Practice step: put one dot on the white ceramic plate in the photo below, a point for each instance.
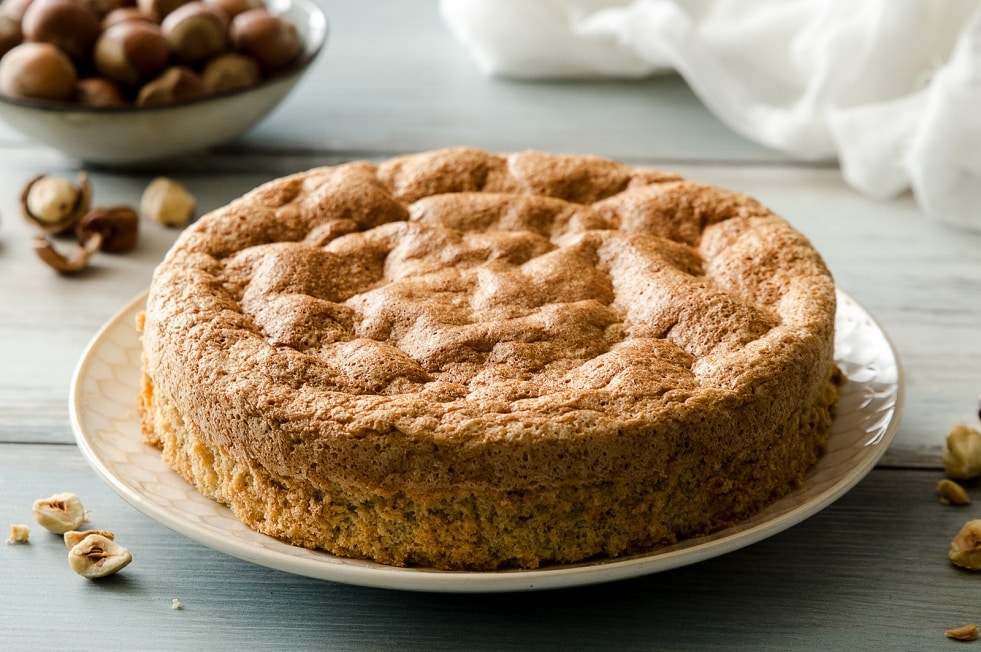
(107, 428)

==

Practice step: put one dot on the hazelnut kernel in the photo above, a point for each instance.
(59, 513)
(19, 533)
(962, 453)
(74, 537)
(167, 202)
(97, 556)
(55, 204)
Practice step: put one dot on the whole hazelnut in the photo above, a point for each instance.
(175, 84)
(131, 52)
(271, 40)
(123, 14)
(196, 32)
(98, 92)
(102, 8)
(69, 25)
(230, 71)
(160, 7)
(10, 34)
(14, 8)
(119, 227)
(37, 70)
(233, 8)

To do:
Gather every line of the records above that contains the word "photo" and copy each one out in full. Case counts.

Solution below:
Practice step: put one dot on the white ceramic plate in the photo below, a point for each instance.
Practice step: put one dot on the hazelnut kernel in the photo above, a point for each instance.
Practice step: put one dot on the whole hazelnut in the photo above, a point for each instance.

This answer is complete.